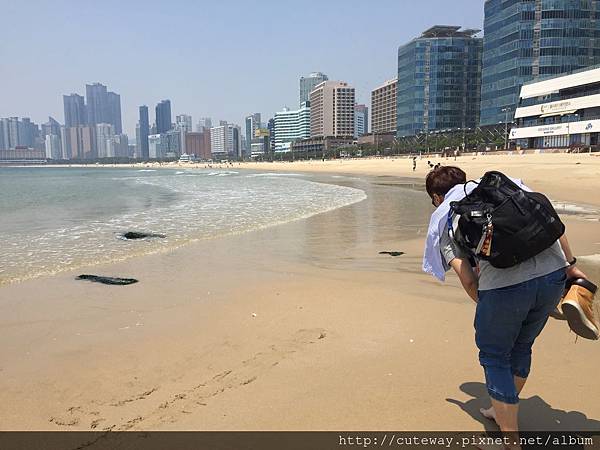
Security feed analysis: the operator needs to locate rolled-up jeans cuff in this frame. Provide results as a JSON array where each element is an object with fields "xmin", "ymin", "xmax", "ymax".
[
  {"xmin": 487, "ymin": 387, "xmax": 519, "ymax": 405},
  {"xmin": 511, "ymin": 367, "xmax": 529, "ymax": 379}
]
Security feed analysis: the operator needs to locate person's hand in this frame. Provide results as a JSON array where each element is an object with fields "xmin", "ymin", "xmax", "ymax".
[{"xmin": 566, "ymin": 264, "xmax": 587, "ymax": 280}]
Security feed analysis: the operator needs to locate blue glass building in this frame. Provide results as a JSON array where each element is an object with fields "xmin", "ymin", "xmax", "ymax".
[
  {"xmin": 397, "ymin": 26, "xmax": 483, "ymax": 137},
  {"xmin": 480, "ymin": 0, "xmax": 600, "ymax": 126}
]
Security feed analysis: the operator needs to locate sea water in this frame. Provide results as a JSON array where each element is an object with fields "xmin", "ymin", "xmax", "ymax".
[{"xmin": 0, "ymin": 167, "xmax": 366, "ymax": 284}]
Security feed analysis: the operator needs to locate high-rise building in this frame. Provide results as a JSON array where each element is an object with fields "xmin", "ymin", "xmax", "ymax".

--

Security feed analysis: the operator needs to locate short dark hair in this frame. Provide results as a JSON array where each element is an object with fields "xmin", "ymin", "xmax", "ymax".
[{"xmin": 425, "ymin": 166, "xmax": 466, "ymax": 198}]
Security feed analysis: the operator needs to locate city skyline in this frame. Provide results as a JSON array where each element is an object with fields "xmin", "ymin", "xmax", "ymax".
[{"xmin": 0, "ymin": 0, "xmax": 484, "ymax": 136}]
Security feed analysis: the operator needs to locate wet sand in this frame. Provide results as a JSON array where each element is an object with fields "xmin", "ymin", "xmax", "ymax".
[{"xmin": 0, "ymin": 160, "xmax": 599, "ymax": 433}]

→ **TASK GOAL**
Set down, from the entries above, exactly the lines from the one with "Security feed analysis: the operator needs to locate sea" up to and including the one with "Security feed analysis: the operator needs to locate high-rise", and no other lines.

→ **ANSWER FOR THE TASK**
Security feed analysis: the operator needs to locate sea water in this frame. Provide results as a JSON array where each element is an object with fields "xmin", "ymin", "xmax", "ymax".
[{"xmin": 0, "ymin": 167, "xmax": 366, "ymax": 284}]
Security feed analysis: the operator needs to locate high-rise building in this frame. Provide results as a JSON array where each element is an object with fields "xmin", "ymin", "xmax", "ymax".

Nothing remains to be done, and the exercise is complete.